[Page extract]:
--------------------------------------------------

The certificate of existence required of foreign corporations need not be in
English if accompanied by a reasonably authenticated English translation.
(6)
The document must be executed:
(a)
By a fiduciary, receiver or trustee, if the corporation is in the hands of a
receiver, trustee or other court-appointed fiduciary;
(b)
By an incorporator, if directors have not been selected or its execution is
before the organizational meeting;
(c)
By the person specified in any section of this chapter that required the document
be filed; or
(d)
By the chairperson of the board of directors of a domestic or foreign
corporation, its president or otherwise by another of its officers.
(7)
The document shall state beneath or opposite the signature the name of the
person and the capacity in which the person signs. The document may, but is not
required to, contain:
(a)
The corporate seal;
(b)
An attestation by the secretary or an assistant secretary; or
(c)
An acknowledgment, verification or proof.
(8)
If the Secretary of State has prescribed a mandatory form for a document under
ORS 65.016, the document must be in or on the prescribed form.
(9)
The document must be delivered to the Office of the Secretary of State for
filing and must be accompanied by the correct filing fee.
(10)
A document is deemed filed or effective only as provided in ORS 56.080, 65.001,
65.011, 65.014 and 65.017. [Amended by 1999 c.486 §10]
65.007 Filing, service, copying and
certification fees. The Secretary of State shall
collect the fees described in ORS 56.140 for each document delivered for filing
under this chapter and for process served on the secretary under this chapter.
The secretary may collect the fees described in ORS 56.140 for copying any
public record under this chapter, certifying the copy or certifying to other
facts of record under this chapter. [1989
c.1010 §§5,5a; 1991 c.132 §5; 1999 c.652 §12]
65.011 Effective time and date of
document. (1) Except as provided in subsection
(2) of this section, ORS 56.080 and 65.014, a document accepted for filing
after review is effective:
(a)
On the date it is filed by the Secretary of State; and
(b)
At the time, if any, specified in the document as its effective time or at
12:01 a.m. on that date if no effective time is specified.
(2)
If a document specifies a delayed effective time and date, the document becomes
effective at the time and date specified. If a document specifies a delayed
effective date but no time, the document becomes effective at 12:01 a.m. on
that date. A delayed effective date for a document may not be later than the
90th day after the date it is filed. [1989 c.1010 §6]
65.014 Correcting filed document.

--------------------------------------------------

[Entries supplied]:
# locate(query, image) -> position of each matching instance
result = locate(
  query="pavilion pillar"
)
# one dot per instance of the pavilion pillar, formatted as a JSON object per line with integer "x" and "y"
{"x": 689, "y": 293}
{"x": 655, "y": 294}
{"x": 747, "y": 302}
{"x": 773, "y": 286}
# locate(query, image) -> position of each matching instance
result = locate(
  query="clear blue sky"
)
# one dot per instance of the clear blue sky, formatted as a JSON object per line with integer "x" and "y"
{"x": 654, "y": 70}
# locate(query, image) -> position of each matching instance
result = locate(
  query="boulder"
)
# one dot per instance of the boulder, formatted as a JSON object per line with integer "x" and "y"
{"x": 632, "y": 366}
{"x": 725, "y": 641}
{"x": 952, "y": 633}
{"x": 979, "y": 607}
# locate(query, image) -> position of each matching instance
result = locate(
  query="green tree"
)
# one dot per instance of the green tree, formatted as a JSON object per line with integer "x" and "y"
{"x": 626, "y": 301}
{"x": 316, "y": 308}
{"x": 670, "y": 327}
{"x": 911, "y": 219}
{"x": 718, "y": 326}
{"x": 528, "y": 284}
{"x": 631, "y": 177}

--------------------------------------------------

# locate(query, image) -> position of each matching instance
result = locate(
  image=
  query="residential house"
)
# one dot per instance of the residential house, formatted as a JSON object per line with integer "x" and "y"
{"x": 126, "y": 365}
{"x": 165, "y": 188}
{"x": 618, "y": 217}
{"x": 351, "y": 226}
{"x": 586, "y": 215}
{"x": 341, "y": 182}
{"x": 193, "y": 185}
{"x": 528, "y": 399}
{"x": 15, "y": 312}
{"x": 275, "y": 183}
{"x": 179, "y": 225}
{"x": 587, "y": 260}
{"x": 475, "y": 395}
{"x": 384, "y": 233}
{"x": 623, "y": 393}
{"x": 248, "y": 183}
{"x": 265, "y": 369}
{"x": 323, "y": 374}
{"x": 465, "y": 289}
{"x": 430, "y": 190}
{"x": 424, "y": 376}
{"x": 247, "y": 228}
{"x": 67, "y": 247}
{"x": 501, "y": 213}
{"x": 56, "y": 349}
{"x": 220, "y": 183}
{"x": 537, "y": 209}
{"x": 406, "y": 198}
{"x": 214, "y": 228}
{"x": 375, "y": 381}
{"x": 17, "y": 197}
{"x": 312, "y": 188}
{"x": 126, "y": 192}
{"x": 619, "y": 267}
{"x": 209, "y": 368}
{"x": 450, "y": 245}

--------------------------------------------------

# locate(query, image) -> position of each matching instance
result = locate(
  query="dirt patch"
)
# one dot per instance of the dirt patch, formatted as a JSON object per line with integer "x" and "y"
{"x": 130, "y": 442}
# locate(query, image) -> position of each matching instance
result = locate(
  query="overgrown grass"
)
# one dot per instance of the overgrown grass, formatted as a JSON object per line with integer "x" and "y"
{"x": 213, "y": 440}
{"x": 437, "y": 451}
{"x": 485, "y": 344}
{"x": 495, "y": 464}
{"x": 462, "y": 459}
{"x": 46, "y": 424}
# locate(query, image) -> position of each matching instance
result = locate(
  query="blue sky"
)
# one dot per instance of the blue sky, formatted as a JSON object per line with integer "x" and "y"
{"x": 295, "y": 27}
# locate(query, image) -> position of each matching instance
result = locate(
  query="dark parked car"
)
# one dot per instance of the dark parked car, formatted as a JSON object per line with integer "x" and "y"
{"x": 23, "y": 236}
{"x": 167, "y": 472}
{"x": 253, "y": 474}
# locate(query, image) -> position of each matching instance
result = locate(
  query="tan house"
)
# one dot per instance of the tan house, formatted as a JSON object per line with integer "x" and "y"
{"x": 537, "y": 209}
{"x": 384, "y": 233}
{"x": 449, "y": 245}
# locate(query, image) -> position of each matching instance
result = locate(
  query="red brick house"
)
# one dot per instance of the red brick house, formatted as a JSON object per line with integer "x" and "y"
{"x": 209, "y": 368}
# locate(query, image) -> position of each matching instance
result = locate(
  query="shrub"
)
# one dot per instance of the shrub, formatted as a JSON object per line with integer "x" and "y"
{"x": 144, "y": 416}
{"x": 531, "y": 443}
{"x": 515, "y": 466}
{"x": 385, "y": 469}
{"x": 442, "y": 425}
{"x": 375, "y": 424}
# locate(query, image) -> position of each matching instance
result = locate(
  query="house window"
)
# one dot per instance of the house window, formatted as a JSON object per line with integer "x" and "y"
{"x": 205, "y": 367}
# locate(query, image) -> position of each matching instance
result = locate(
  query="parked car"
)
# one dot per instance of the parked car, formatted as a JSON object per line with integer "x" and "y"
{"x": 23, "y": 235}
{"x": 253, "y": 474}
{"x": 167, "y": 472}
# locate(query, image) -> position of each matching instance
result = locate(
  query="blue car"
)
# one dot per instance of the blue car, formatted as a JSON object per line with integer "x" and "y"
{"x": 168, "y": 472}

--------------------------------------------------

[Your tasks]:
**a)** In the statute excerpt on corporate filings, what is the latest allowable delayed effective date for a document?
**b)** Carry the statute excerpt on corporate filings forward from its final line.
The entries can be set aside.

[Outputs in order]:
**a)** It may not be later than the 90th day after the date the document is filed.

**b)**
(1) A domestic or foreign corporation may correct a document filed by the
Secretary of State other than an annual report, if the document:
(a)
Contains an incorrect statement; or
(b)
Was defectively executed, attested, sealed, verified or acknowledged.
(2)
Errors in annual reports may be corrected as provided in ORS 65.787.
(3)
A domestic or foreign corporation seeking to correct a document shall deliver
the articles of correction to the Office of the Secretary of State for filing.
The articles shall include the following:
(a)
A description of the incorrect document, including its filing date or a copy of
the document;
(b)
A description of the incorrect statement and the reason it is incorrect or a
description of the manner in which the execution, attestation, seal,
verification or acknowledgment is defective; and
(c)
A correction of the incorrect statement or defective execution, attestation,
seal, verification or acknowledgment.
(4)
Articles of correction are effective on the effective date of the document they
correct except as to persons relying on the uncorrected document and adversely
affected by the correction. As to those persons, articles of correction are
effective when filed by the Secretary of State.
(5)
An incorrect document with a delayed effective date may also be corrected by
withdrawal and new filing pursuant to the provisions of ORS 56.080. [1989
c.1010 §7]
65.016 Forms; rules.
Upon request, the Secretary of State may furnish forms for documents required
or permitted to be filed by this chapter. The Secretary of State may by rule
require the use of the forms. [1989 c.1010 §4; 1995 c.215 §13]
65.017 Filing duty of Secretary of State.
(1) If a document delivered to the Office of the Secretary of State for filing
satisfies the requirements of ORS 65.004, the Secretary of State shall file it.
(2)
The Secretary of State files a document by indicating thereon that it has been
filed by the Secretary of State and the date of filing. The time of filing
shall be deemed to be 12:01 a.m. on that date. After filing a document, except
those referred to in ORS 65.114, 65.671, 65.674, 65.724 and 65.787, the
Secretary of State shall return an acknowledgment of filing to the domestic or
foreign corporation or its representative.
(3)
If the Secretary of State refuses to file a document, the Secretary of State
shall return it to the domestic or foreign corporation or its representative
within 10 business days after the document was received by the Office of the
Secretary of State, together with a brief written explanation of the reason or
reasons for the refusal.
(4)
The Secretary of State’s duty to file documents under this section is
ministerial. The Secretary of State is not required to verify or inquire into
the legality or truth of any matter included in any document delivered to the
Office of the Secretary of State for filing. Except as provided elsewhere in
this chapter, the Secretary of State’s filing or refusing to file a document
does not:
(a)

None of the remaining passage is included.